• **WHAT TO WORK ON**: Only the lines below between the ones containing "In this exercise you will locate the blue" and "In this exercise you will locate the tall", inclusive, are to be reproduced, each exactly as it stands.

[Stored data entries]
○ ○ ○ ○

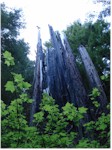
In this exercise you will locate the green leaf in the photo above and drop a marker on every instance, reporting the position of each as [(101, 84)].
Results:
[(82, 110), (10, 86), (9, 60), (26, 85), (18, 77)]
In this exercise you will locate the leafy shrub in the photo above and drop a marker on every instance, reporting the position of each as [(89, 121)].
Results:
[(53, 128)]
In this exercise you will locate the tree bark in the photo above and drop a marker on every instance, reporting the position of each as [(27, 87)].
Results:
[(93, 76)]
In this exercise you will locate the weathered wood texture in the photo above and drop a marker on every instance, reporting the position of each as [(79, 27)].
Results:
[(67, 82), (93, 75), (38, 78)]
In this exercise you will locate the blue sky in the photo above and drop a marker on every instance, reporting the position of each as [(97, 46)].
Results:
[(58, 13)]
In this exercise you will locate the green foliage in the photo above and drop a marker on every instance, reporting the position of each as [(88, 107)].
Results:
[(52, 128), (9, 60), (11, 23)]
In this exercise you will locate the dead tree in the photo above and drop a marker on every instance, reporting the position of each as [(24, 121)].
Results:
[(68, 78), (93, 76), (38, 79)]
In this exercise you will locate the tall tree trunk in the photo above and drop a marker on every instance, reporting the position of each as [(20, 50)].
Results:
[(38, 79), (93, 75)]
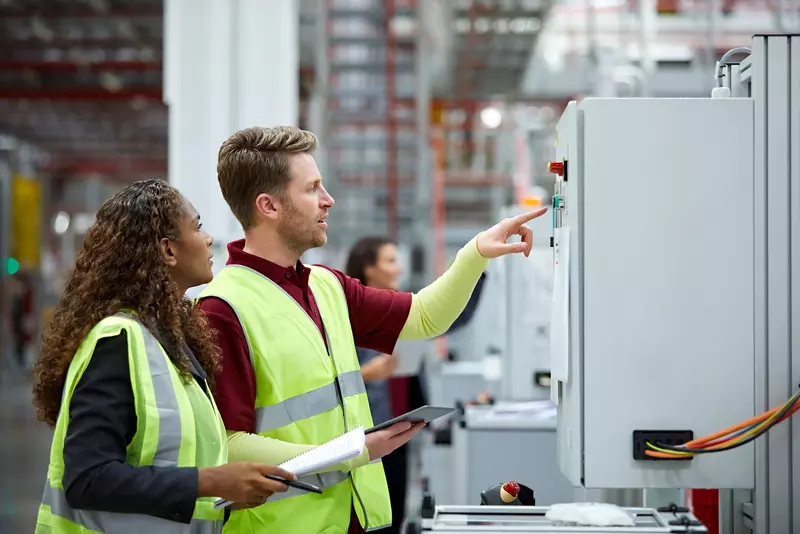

○ ○ ○ ○

• **ANSWER SPACE**:
In this exercise you will locate the blue sky in the photo above and drop a marker on every instance, reporting the position of each as [(97, 46)].
Results:
[(58, 13)]
In this exercise you will locate the green foliage in the photo above and drop a marker on every instance, reporting the position of each as [(88, 107)].
Results:
[(52, 128), (9, 60), (11, 23)]
In this exercise you will locate the dead tree in the photo above and drop a marker on every instance, reporting the position of each as [(24, 121)].
Results:
[(68, 78), (93, 76), (38, 79)]
In this exercise you will locate the tall tree trunk in the photo above and drop a marker on every instance, reporting the position of each as [(20, 50)].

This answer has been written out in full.